== Segment start ==

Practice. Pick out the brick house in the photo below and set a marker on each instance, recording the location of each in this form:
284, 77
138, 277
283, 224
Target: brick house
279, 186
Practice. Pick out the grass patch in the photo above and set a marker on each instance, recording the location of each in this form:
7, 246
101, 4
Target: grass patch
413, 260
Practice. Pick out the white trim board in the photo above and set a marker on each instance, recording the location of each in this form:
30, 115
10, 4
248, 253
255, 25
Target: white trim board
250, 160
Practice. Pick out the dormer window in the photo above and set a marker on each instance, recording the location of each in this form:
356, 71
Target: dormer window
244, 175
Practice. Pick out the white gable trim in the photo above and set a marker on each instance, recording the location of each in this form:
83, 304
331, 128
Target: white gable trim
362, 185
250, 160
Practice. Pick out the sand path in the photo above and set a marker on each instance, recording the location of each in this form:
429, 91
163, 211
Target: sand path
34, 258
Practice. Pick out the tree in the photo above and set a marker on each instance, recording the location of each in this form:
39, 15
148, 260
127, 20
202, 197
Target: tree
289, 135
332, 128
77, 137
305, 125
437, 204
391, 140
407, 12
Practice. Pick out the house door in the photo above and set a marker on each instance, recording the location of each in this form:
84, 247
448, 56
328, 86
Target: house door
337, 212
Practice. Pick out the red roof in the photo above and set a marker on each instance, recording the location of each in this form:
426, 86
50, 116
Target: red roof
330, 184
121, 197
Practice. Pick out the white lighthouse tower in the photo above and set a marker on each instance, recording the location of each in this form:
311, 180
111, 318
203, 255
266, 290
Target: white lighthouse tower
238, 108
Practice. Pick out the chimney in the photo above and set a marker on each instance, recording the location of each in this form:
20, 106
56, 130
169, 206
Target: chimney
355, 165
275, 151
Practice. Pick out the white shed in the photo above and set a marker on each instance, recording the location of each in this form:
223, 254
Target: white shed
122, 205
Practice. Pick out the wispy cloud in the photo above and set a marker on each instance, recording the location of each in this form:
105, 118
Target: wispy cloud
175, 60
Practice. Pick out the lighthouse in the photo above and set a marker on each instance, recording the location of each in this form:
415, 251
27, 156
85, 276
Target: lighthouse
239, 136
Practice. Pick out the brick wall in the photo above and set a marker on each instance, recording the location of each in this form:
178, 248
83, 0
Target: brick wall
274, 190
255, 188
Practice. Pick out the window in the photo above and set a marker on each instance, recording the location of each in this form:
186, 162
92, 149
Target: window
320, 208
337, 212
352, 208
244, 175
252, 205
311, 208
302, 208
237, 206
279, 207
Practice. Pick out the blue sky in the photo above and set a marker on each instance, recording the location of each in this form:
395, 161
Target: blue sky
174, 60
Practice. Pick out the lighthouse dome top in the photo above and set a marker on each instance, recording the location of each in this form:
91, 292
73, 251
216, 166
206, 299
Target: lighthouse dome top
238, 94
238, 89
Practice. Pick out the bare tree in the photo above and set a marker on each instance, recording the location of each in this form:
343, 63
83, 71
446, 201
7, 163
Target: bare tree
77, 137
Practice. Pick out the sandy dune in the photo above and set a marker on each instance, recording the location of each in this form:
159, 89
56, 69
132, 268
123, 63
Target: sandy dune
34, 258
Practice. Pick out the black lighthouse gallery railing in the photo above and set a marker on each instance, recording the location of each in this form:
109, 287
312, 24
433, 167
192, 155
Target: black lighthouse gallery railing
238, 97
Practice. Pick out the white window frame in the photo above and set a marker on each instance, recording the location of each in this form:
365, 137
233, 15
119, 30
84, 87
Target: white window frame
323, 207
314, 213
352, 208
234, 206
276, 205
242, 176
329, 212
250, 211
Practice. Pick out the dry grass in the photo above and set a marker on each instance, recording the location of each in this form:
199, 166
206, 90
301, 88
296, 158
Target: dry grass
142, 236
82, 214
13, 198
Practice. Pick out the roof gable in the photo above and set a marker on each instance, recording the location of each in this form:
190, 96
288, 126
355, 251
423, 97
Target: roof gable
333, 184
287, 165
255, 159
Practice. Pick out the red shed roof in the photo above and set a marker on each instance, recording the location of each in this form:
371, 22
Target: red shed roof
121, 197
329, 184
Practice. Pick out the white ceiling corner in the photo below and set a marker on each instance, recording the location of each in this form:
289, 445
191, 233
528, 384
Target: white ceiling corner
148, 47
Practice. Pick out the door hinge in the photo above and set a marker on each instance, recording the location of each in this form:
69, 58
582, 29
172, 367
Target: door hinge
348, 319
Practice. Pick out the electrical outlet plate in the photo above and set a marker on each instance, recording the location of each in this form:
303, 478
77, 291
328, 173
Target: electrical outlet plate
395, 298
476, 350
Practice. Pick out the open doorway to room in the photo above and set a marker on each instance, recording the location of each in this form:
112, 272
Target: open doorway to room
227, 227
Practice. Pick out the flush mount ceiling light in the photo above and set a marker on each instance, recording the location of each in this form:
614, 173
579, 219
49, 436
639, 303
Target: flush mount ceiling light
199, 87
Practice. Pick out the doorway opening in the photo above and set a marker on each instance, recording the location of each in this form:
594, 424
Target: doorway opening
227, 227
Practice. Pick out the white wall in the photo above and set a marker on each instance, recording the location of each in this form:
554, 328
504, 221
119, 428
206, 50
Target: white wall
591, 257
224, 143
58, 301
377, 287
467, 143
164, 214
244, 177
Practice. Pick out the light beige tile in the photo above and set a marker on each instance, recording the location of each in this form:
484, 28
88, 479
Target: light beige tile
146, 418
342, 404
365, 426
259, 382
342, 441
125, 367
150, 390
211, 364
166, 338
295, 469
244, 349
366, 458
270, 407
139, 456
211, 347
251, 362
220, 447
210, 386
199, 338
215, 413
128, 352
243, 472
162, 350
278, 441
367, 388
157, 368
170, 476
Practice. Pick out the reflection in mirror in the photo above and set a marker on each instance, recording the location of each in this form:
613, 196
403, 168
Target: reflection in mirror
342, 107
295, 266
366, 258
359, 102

== Segment end ==

**Task requirements:** Write the material above out again, exactly as it reads.

**Completed task:**
Practice. Pick out the brick house in the photo below and set a marker on each instance, recording the location of each in this form:
284, 77
138, 277
283, 224
Target: brick house
279, 186
Practice. Pick out the grass patch in the photo above and set a marker on each instance, recording the location of each in this form:
7, 246
101, 4
Target: grass patch
413, 260
Practice. Pick out the white trim board in the photo above and set a marker on each instance, recording the location of each in this form:
30, 115
10, 4
248, 253
255, 25
Target: white trim board
250, 160
Practice. Pick out the dormer window in the photo above and set a marker on each instance, recording the location of each in this form:
356, 71
Target: dormer window
244, 175
Practice. Pick out the white gable trim in the photo above and set a marker on each instance, recording the location of each in this form:
83, 304
331, 128
Target: white gable trim
362, 185
250, 160
Practice. Pick out the sand path in the photo above and set a marker on each instance, recording the location of each in this form:
429, 91
163, 211
Target: sand path
34, 258
Practice. Pick out the tree in the photo above and set a marker on each instance, recording the location of each in this form:
39, 15
148, 260
127, 20
202, 197
Target: tree
289, 135
332, 128
77, 137
305, 125
437, 204
391, 140
407, 12
Practice. Pick out the house door in the photo above and set a marker on each instance, recording the location of each in this form:
84, 247
448, 56
328, 86
Target: house door
337, 212
Practice. Pick out the red roof in the photo above and set a marker on each instance, recording the location of each in this form:
426, 86
50, 116
Target: red roof
330, 184
121, 197
Practice. Pick out the white lighthouse tower in the photo above and set a marker on each instance, recording the location of each in this form:
311, 180
111, 318
203, 255
266, 290
Target: white lighthouse tower
238, 108
Practice. Pick out the chimney in the photo above and set a marker on each instance, recording the location of each in this form:
20, 106
56, 130
169, 206
Target: chimney
355, 165
275, 151
Practice. Pick out the white shed in the photo above and set a marker on each instance, recording the location of each in this form:
223, 254
Target: white shed
122, 205
Practice. Pick out the wispy cloud in the photo above and set a marker on each instance, recording the location of each in this form:
105, 118
Target: wispy cloud
175, 60
Practice. Pick out the lighthouse in the photo above and set a marker on each instance, recording the location of each in this form:
415, 251
27, 156
85, 276
Target: lighthouse
239, 136
Practice. Pick out the brick wall in the photo above and set a marker on each instance, recording the location of each in this form:
178, 248
83, 0
Target: brick wall
274, 190
255, 188
Practice. Pick out the window in the photo above and set a marker on each instance, recording the location of each in this form:
186, 162
92, 149
Target: window
320, 208
337, 212
352, 208
244, 175
252, 205
311, 208
302, 208
237, 206
279, 207
Practice. Pick out the blue sky in the photo above and set a marker on each instance, recording the location of each in this form:
395, 161
Target: blue sky
174, 60
Practice. Pick out the lighthouse dome top in the photo above and set a marker on each instance, recording the location of each in this form:
91, 292
73, 251
216, 166
206, 299
Target: lighthouse dome top
238, 94
238, 89
Practice. Pick out the bare tree in the photo above and set a marker on each instance, recording the location of each in this form:
343, 63
83, 71
446, 201
7, 163
Target: bare tree
77, 137
Practice. Pick out the sandy dune in the photo above and set a marker on each instance, recording the location of each in this form:
159, 89
56, 69
132, 268
123, 63
Target: sandy dune
34, 258
Practice. Pick out the black lighthouse gallery railing in the photo above and set a marker on each instance, recording the location of each in this form:
109, 287
312, 24
433, 167
192, 155
Target: black lighthouse gallery railing
238, 97
Practice. Pick out the white window frame in the photo above and set a marker on each instance, recording the location of each in this form:
365, 137
233, 15
119, 30
84, 87
Target: white window frame
323, 207
314, 213
352, 208
234, 206
276, 205
242, 176
329, 212
250, 211
Practice. Pick out the dry grass in the photo above and set a marker on each instance, recording the location of each in this form:
199, 166
206, 90
301, 88
296, 158
Target: dry grass
142, 236
82, 214
13, 198
Practice. Pick out the roof gable in the photo above and set a marker on each instance, recording the location of each in this form:
190, 96
288, 126
355, 251
423, 97
Target: roof gable
333, 184
287, 165
255, 159
Practice. Pick out the red shed roof in the photo above and set a marker on each instance, recording the location of each in this form:
371, 22
Target: red shed roof
121, 197
329, 184
Practice. Pick out the white ceiling corner in the photo below and set a marker on each instance, recording the location of each in this form:
289, 445
191, 233
528, 384
Target: white ceiling corner
148, 47
Practice. Pick out the door hinge in the photo above and set a marker on each instance, recording the location of each in this form:
69, 58
582, 29
172, 367
Target: door hinge
348, 319
Practice. Pick out the electrical outlet plate in the photo above and set a marker on each instance, recording the location of each in this form:
303, 478
77, 291
328, 173
Target: electrical outlet plate
395, 298
476, 350
Practice. Pick out the open doorway to room in the photo above and set a marker on each instance, recording the location of each in this form:
112, 272
Target: open doorway to room
227, 227
Practice. Pick out the flush mount ceiling light in the photo above and set a marker on each instance, recording the location of each in this form:
614, 173
579, 219
49, 436
639, 303
Target: flush mount ceiling light
199, 87
Practice. Pick out the doorway opening in the photo above and set a marker on each instance, recording the location of each in this form:
594, 424
Target: doorway opening
227, 227
Practice. Pick out the white wall in the photo above and set a marker on each instance, recording the location of each in this form:
554, 328
504, 221
119, 428
206, 50
Target: white wall
591, 257
224, 143
58, 301
377, 287
467, 143
164, 214
244, 177
Practice. Pick out the light beige tile in the photo above and set a marker on each instance, recording the location of each in this form:
484, 28
88, 479
Target: light beige tile
146, 418
342, 404
365, 426
259, 382
342, 441
125, 367
150, 390
211, 364
166, 338
295, 469
244, 349
366, 458
270, 407
139, 456
211, 347
251, 362
220, 447
210, 386
199, 338
215, 413
128, 352
243, 472
162, 350
278, 441
367, 388
157, 368
170, 476
Practice. Pick out the reflection in mirror in the photo above and set a marker on each instance, recording the location of each in this form:
613, 196
403, 168
Target: reflection in mirror
342, 107
295, 266
366, 258
359, 102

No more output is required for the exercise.